> **Directions**: In the text about Mama Richard, what share of her monthly rent does FAMMI pay?

> **Text passage**:
□ □ □ □ □

A native of Rwanda, Mama Richard has been supported by FAMMI for several years. On the morning of my visit, Robert, the team’s Logistics and Customer Care Manager, brings a supply of NRG XTRA porridge. NRG XTRA is a precooked Corn Soy Blend with a vitamin mineral premix. It is a highly nutritious and easy-to-make food suitable for children and adults.

Mama Richard’s home, nestled along a narrow dirty, dirt alley way, is a small, one-roomed hovel, adorned with religious posters and calendars. A pan of cow lungs boil slowly in one corner of the room. It produces an acrid smell that permeates every nook and cranny. Two small beds and a TV take up the rest of the space in the room. Mama Richard is a small, frail woman. She wears two religious chains around her neck and warmly greets me warmly.

As well as providing her with food, FAMMI offers financial and emotional support in a bid to help her rise out of poverty and find a sustainable livelihood. To this end, FAMMI pays 50% of Mama Richard’s monthly rent, covers medical aid, and works with her to find a sustainable way of sourcing money.

□ □ □ □ □

> **Material provided**:

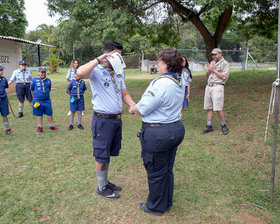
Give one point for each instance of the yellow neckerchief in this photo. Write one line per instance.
(78, 82)
(111, 71)
(43, 84)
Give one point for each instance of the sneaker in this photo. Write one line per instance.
(107, 193)
(70, 127)
(53, 128)
(20, 114)
(9, 132)
(39, 130)
(224, 129)
(114, 187)
(208, 129)
(143, 206)
(80, 127)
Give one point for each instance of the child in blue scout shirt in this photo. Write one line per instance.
(40, 89)
(4, 108)
(76, 89)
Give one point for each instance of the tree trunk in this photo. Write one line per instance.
(211, 41)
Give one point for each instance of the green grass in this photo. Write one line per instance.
(50, 177)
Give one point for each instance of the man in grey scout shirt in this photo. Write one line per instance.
(108, 90)
(217, 74)
(23, 78)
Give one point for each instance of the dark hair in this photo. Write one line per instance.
(172, 58)
(187, 66)
(72, 63)
(112, 45)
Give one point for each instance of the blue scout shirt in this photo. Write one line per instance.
(162, 101)
(70, 75)
(106, 96)
(19, 76)
(3, 85)
(41, 88)
(74, 85)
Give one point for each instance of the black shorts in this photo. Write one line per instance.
(107, 136)
(23, 91)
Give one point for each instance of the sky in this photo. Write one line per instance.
(36, 14)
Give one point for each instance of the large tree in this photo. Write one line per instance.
(12, 18)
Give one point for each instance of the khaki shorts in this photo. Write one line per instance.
(214, 98)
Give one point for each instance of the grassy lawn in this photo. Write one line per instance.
(50, 177)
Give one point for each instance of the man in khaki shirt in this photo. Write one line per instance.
(217, 74)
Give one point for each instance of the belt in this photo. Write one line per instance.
(109, 116)
(214, 84)
(157, 124)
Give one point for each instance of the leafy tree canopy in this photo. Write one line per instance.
(12, 18)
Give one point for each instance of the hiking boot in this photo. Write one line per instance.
(143, 206)
(208, 129)
(107, 192)
(224, 129)
(53, 128)
(20, 114)
(9, 132)
(70, 127)
(80, 127)
(114, 187)
(39, 130)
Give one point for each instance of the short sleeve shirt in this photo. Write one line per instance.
(3, 86)
(106, 95)
(74, 85)
(162, 101)
(19, 76)
(41, 88)
(223, 67)
(70, 74)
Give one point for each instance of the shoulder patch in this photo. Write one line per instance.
(150, 92)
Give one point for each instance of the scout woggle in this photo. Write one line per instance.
(36, 105)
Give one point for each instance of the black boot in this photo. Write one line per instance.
(208, 129)
(20, 114)
(224, 129)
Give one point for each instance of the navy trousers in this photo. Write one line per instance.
(159, 146)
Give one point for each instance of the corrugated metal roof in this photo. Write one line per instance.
(24, 41)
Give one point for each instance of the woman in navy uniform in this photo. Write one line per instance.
(162, 131)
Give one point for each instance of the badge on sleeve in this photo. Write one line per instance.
(150, 92)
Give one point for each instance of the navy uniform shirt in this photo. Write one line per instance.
(74, 85)
(3, 85)
(41, 88)
(162, 101)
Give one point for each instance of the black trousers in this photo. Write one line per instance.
(159, 146)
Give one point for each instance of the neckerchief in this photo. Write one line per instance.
(43, 84)
(78, 81)
(173, 76)
(111, 71)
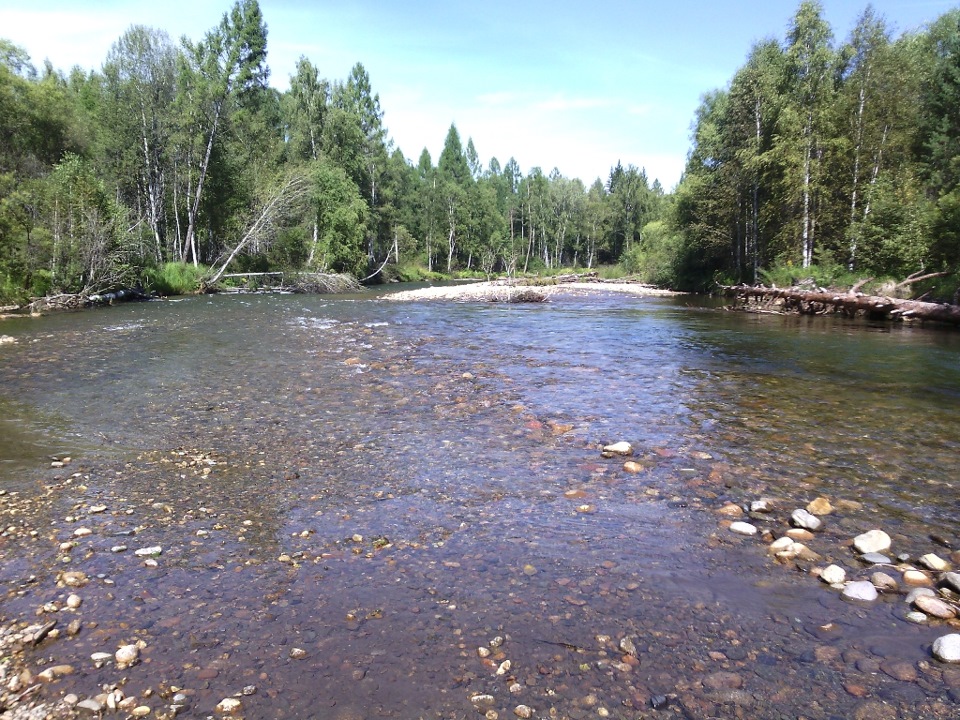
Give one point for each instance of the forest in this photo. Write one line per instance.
(177, 162)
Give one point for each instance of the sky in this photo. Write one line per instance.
(553, 84)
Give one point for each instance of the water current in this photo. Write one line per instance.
(398, 509)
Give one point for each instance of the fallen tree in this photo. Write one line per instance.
(850, 304)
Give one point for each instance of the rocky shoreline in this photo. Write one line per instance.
(505, 290)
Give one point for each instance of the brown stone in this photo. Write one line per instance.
(731, 510)
(853, 689)
(899, 670)
(723, 681)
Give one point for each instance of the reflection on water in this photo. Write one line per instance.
(387, 487)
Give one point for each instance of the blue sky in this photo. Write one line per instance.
(553, 84)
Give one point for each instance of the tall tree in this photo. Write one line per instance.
(216, 75)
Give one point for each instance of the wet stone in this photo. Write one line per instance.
(884, 582)
(935, 606)
(947, 648)
(860, 591)
(806, 520)
(873, 541)
(899, 670)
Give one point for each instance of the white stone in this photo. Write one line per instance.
(807, 521)
(127, 655)
(620, 448)
(860, 591)
(228, 705)
(872, 541)
(947, 648)
(833, 574)
(780, 544)
(917, 592)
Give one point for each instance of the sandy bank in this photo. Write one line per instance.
(501, 290)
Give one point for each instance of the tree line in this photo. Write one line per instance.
(841, 157)
(181, 155)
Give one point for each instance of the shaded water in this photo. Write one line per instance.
(388, 487)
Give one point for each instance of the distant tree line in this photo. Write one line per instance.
(828, 155)
(182, 155)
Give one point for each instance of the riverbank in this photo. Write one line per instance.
(517, 290)
(297, 506)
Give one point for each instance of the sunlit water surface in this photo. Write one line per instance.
(389, 486)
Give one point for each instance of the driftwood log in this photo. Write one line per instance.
(850, 304)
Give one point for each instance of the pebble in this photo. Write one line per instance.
(803, 519)
(872, 541)
(833, 574)
(127, 655)
(884, 582)
(820, 506)
(74, 578)
(730, 510)
(935, 606)
(860, 591)
(932, 561)
(228, 705)
(899, 670)
(947, 648)
(90, 705)
(915, 578)
(917, 592)
(619, 448)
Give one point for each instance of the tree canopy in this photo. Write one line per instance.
(818, 152)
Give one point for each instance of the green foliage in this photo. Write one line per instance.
(174, 278)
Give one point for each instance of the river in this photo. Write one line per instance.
(375, 509)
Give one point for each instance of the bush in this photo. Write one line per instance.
(174, 278)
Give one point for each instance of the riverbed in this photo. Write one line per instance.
(362, 509)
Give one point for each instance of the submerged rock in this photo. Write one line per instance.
(803, 519)
(947, 648)
(619, 448)
(833, 574)
(860, 591)
(873, 541)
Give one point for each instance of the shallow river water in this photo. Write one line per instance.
(374, 509)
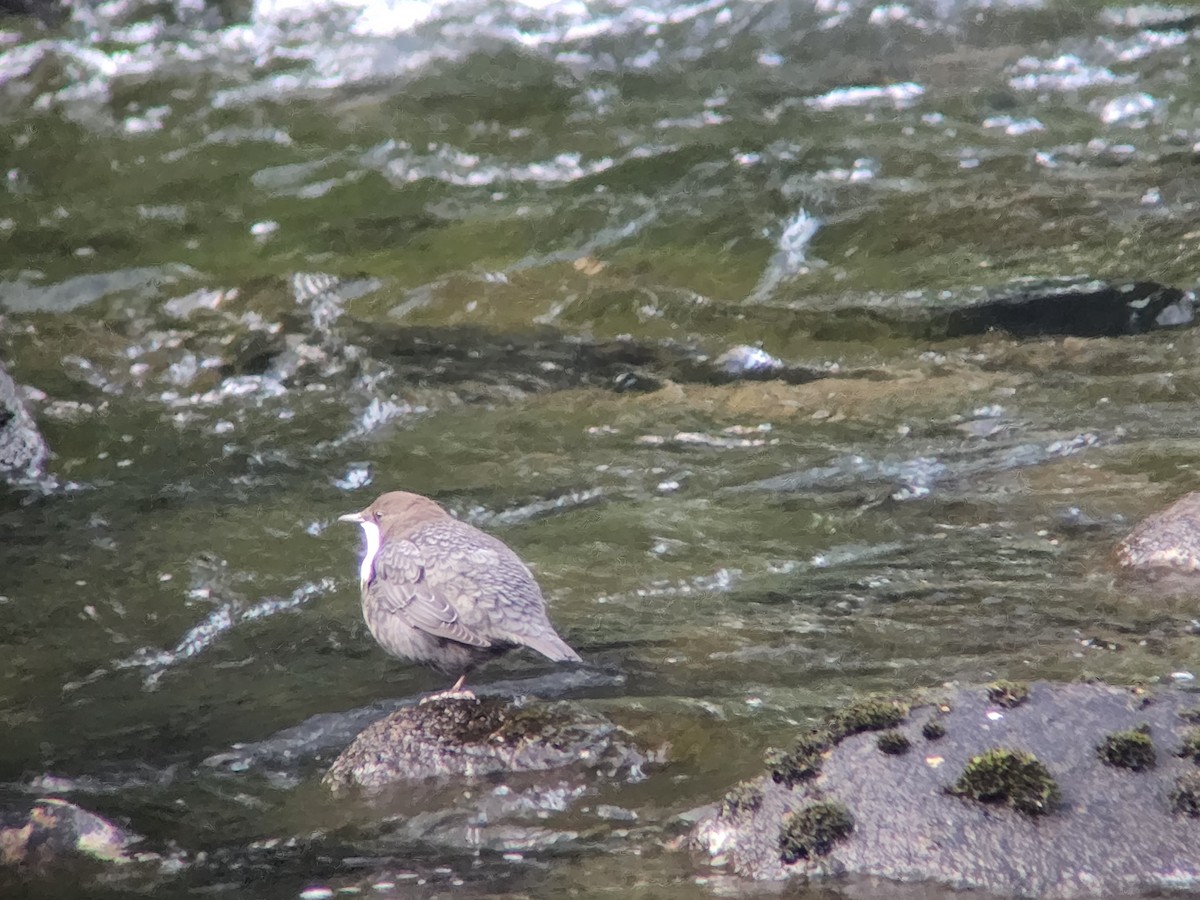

□ □ □ □ □

> **Result**: 50%